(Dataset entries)
---
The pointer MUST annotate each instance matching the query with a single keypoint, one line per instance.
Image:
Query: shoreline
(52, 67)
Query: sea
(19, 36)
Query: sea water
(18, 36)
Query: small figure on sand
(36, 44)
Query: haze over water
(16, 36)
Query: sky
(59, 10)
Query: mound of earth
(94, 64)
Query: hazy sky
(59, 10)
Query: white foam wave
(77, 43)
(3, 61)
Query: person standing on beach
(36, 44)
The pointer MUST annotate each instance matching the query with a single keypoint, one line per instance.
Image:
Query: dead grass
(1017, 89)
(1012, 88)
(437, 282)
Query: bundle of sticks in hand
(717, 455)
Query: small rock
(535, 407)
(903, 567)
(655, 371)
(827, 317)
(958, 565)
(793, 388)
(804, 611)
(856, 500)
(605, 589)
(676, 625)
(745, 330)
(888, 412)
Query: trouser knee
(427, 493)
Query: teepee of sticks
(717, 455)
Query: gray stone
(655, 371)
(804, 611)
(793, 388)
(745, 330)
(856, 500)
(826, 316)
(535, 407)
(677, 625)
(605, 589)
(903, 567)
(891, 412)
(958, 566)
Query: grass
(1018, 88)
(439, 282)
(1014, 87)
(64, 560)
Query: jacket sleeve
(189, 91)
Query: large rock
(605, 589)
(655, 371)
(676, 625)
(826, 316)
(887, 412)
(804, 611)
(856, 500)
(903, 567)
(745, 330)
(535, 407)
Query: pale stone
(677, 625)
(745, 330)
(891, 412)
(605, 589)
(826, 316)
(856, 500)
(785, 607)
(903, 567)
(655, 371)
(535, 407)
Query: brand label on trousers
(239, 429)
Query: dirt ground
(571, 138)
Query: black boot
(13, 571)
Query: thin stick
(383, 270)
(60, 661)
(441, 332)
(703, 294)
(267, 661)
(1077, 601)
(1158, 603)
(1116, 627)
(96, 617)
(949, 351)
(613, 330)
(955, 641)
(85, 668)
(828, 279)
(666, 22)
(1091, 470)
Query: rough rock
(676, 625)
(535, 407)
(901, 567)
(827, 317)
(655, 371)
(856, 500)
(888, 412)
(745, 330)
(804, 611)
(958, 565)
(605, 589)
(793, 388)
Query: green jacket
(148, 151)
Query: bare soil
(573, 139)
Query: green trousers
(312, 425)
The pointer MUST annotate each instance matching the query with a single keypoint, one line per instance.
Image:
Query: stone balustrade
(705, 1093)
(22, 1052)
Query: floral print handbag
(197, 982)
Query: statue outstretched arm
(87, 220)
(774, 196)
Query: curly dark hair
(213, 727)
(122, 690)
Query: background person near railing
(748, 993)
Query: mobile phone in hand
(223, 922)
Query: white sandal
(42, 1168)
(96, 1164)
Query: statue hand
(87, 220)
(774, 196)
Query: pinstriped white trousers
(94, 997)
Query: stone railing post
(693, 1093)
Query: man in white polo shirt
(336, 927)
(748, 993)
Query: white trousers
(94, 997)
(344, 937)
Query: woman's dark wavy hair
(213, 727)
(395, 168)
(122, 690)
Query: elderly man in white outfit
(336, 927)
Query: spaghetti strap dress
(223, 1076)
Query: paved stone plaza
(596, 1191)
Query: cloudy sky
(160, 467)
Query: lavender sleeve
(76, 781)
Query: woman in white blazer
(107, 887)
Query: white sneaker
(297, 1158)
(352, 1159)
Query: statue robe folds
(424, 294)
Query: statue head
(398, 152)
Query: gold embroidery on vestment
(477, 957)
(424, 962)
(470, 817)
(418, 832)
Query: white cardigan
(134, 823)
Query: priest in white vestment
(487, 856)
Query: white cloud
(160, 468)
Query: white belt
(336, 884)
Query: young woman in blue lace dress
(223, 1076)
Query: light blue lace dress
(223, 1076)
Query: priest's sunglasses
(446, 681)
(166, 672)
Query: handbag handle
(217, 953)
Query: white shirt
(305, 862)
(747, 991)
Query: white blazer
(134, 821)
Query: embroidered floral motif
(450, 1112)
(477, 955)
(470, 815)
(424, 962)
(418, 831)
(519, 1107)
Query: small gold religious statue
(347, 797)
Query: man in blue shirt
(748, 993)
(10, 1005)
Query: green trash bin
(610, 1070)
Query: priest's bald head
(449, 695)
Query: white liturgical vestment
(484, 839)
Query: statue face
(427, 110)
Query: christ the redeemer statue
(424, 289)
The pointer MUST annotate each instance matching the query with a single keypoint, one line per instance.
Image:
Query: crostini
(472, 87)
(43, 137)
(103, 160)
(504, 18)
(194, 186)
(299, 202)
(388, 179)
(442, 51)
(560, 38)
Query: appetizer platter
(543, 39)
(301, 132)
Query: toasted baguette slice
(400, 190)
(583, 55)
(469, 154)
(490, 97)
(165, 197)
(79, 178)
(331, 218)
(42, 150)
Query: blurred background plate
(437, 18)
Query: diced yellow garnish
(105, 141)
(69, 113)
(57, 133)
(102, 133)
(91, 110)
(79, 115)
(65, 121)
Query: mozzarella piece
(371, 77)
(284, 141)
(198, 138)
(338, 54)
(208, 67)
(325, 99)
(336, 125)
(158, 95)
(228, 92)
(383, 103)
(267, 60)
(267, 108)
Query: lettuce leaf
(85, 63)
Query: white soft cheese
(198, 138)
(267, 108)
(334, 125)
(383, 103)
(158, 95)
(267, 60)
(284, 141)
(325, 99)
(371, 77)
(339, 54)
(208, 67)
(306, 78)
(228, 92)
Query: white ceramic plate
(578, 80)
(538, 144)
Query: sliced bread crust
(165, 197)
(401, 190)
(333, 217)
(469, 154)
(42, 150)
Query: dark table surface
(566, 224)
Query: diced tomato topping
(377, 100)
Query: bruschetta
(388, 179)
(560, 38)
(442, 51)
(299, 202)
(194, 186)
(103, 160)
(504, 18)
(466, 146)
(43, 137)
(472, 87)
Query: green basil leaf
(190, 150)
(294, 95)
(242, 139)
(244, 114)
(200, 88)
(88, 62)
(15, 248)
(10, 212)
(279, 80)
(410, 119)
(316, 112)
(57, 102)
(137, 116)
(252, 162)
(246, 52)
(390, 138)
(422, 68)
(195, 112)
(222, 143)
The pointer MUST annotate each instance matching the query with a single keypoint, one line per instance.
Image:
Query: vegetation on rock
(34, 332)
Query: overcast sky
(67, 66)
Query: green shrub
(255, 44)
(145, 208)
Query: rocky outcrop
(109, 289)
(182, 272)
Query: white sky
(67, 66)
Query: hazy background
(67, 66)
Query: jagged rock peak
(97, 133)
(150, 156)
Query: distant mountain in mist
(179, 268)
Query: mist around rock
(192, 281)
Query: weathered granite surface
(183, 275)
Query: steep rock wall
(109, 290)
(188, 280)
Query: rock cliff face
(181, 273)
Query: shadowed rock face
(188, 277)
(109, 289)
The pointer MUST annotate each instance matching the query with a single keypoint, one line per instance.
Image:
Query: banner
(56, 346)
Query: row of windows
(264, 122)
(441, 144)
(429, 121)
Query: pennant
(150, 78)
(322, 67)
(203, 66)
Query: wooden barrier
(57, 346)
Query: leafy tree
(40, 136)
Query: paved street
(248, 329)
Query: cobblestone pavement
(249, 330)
---
*Task to complete*. Transcribe each record exactly as it is written above.

*Output for this task*.
The pointer MUST annotate each instance matching the query with a single keypoint, one line per instance.
Image:
Query: shoreline
(52, 67)
Query: sea
(19, 36)
Query: sea water
(18, 36)
Query: small figure on sand
(36, 44)
Query: haze over water
(16, 36)
Query: sky
(59, 10)
Query: mound of earth
(94, 64)
Query: hazy sky
(59, 10)
Query: white foam wave
(77, 43)
(3, 61)
Query: person standing on beach
(36, 44)
The pointer MUST annotate each instance matching the query with a single keypoint, one line per instance.
Image:
Query: dead grass
(1017, 89)
(1012, 88)
(437, 282)
Query: bundle of sticks in hand
(717, 455)
Query: small rock
(535, 407)
(903, 567)
(655, 371)
(827, 317)
(958, 565)
(793, 388)
(804, 611)
(856, 500)
(605, 589)
(676, 625)
(745, 330)
(888, 412)
Query: trouser knee
(427, 493)
Query: teepee of sticks
(717, 455)
Query: gray stone
(655, 371)
(804, 611)
(793, 388)
(745, 330)
(856, 500)
(826, 316)
(535, 407)
(677, 625)
(605, 589)
(903, 567)
(891, 412)
(958, 566)
Query: grass
(1018, 88)
(439, 282)
(1014, 87)
(64, 560)
Query: jacket sleeve
(189, 91)
Query: large rock
(605, 589)
(655, 371)
(676, 625)
(826, 316)
(887, 412)
(804, 611)
(856, 500)
(903, 567)
(745, 330)
(535, 407)
Query: pale stone
(677, 625)
(745, 330)
(891, 412)
(605, 589)
(826, 316)
(856, 500)
(785, 607)
(903, 567)
(655, 371)
(535, 407)
Query: brand label on trousers
(239, 429)
Query: dirt ground
(571, 138)
Query: black boot
(13, 571)
Query: thin stick
(383, 270)
(60, 661)
(441, 332)
(703, 294)
(267, 661)
(1077, 601)
(1158, 603)
(1116, 627)
(96, 617)
(949, 351)
(613, 330)
(955, 641)
(85, 668)
(828, 279)
(666, 22)
(1091, 470)
Query: rough rock
(676, 625)
(535, 407)
(901, 567)
(827, 317)
(655, 371)
(856, 500)
(888, 412)
(745, 330)
(804, 611)
(958, 565)
(605, 589)
(793, 388)
Query: green jacket
(148, 151)
Query: bare soil
(573, 139)
Query: green trousers
(312, 425)
The pointer MUST annotate each instance matching the query with a single keypoint, one line per instance.
Image:
Query: stone balustrade
(705, 1093)
(22, 1052)
Query: floral print handbag
(197, 982)
Query: statue outstretched arm
(87, 220)
(774, 196)
Query: curly dark hair
(213, 727)
(122, 690)
Query: background person near railing
(748, 993)
Query: mobile phone in hand
(223, 922)
Query: white sandal
(42, 1168)
(96, 1164)
Query: statue hand
(87, 220)
(774, 196)
Query: pinstriped white trousers
(94, 997)
Query: stone railing post
(693, 1093)
Query: man in white polo shirt
(336, 927)
(748, 993)
Query: white trousers
(94, 997)
(344, 937)
Query: woman's dark wavy hair
(213, 727)
(395, 168)
(122, 690)
Query: elderly man in white outfit
(336, 927)
Query: spaghetti strap dress
(223, 1076)
Query: paved stone plaza
(596, 1191)
Query: cloudy sky
(160, 467)
Query: lavender sleeve
(76, 781)
Query: woman in white blazer
(107, 887)
Query: white sneaker
(297, 1158)
(352, 1159)
Query: statue robe folds
(424, 294)
Query: statue head
(398, 152)
Query: gold embroidery on vestment
(477, 957)
(424, 962)
(470, 817)
(418, 832)
Query: white cardigan
(134, 823)
Query: priest in white vestment
(487, 856)
Query: white cloud
(160, 468)
Query: white belt
(336, 884)
Query: young woman in blue lace dress
(223, 1076)
Query: light blue lace dress
(223, 1076)
Query: priest's sunglasses
(446, 681)
(166, 672)
Query: handbag handle
(217, 953)
Query: white shirt
(305, 862)
(747, 991)
Query: white blazer
(134, 821)
Query: embroidered floral motif
(450, 1112)
(477, 955)
(470, 815)
(424, 962)
(418, 831)
(519, 1107)
Query: small gold religious statue
(347, 797)
Query: man in blue shirt
(748, 993)
(10, 1005)
Query: green trash bin
(610, 1070)
Query: priest's bald head
(449, 695)
Query: white liturgical vestment
(484, 839)
Query: statue face
(427, 110)
Query: christ the redeemer statue
(424, 289)
The pointer MUST annotate each instance matching the query with a single keypoint, one line per instance.
Image:
Query: crostini
(472, 87)
(43, 137)
(103, 160)
(504, 18)
(194, 186)
(299, 202)
(388, 179)
(442, 51)
(560, 38)
Query: appetizer platter
(543, 39)
(301, 132)
Query: toasted baguette slice
(400, 190)
(583, 55)
(469, 154)
(490, 97)
(165, 197)
(79, 178)
(331, 218)
(42, 150)
Query: blurred background plate
(437, 18)
Query: diced yellow garnish
(105, 141)
(69, 113)
(57, 133)
(102, 133)
(91, 110)
(79, 115)
(65, 121)
Query: mozzarella piece
(371, 77)
(284, 141)
(198, 138)
(338, 54)
(208, 67)
(325, 99)
(336, 125)
(158, 95)
(228, 92)
(383, 103)
(267, 60)
(267, 108)
Query: lettuce leaf
(85, 63)
Query: white soft cheese
(198, 138)
(267, 108)
(334, 125)
(383, 103)
(158, 95)
(267, 60)
(284, 141)
(325, 99)
(371, 77)
(339, 54)
(208, 67)
(306, 78)
(228, 92)
Query: white ceramic plate
(578, 80)
(538, 144)
Query: sliced bread crust
(165, 197)
(401, 190)
(333, 217)
(469, 154)
(42, 150)
Query: dark table surface
(566, 224)
Query: diced tomato topping
(377, 100)
Query: bruschetta
(388, 179)
(560, 38)
(442, 51)
(299, 202)
(194, 186)
(103, 160)
(504, 18)
(466, 146)
(43, 137)
(472, 87)
Query: green basil leaf
(190, 150)
(294, 95)
(242, 139)
(244, 114)
(200, 88)
(88, 62)
(15, 248)
(10, 212)
(279, 80)
(410, 119)
(316, 112)
(57, 102)
(137, 116)
(252, 162)
(246, 52)
(390, 138)
(422, 68)
(195, 112)
(222, 143)
The pointer MUST annotate each instance matching the query with a single keypoint, one line per instance.
Image:
Query: vegetation on rock
(34, 332)
Query: overcast sky
(67, 66)
Query: green shrub
(255, 44)
(145, 208)
Query: rocky outcrop
(109, 289)
(182, 272)
Query: white sky
(67, 66)
Query: hazy background
(67, 66)
Query: jagged rock peak
(97, 133)
(150, 156)
Query: distant mountain in mist
(179, 268)
Query: mist around rock
(192, 281)
Query: weathered granite surface
(183, 275)
Query: steep rock wall
(109, 290)
(188, 280)
Query: rock cliff face
(181, 273)
Query: shadowed rock face
(188, 277)
(109, 289)
The pointer MUST annotate each instance matching the query with a single keypoint, one line per instance.
Image:
Query: banner
(56, 346)
Query: row of windows
(264, 122)
(441, 144)
(429, 121)
Query: pennant
(150, 78)
(322, 67)
(203, 66)
Query: wooden barrier
(57, 346)
Query: leafy tree
(40, 136)
Query: paved street
(248, 329)
Query: cobblestone pavement
(249, 330)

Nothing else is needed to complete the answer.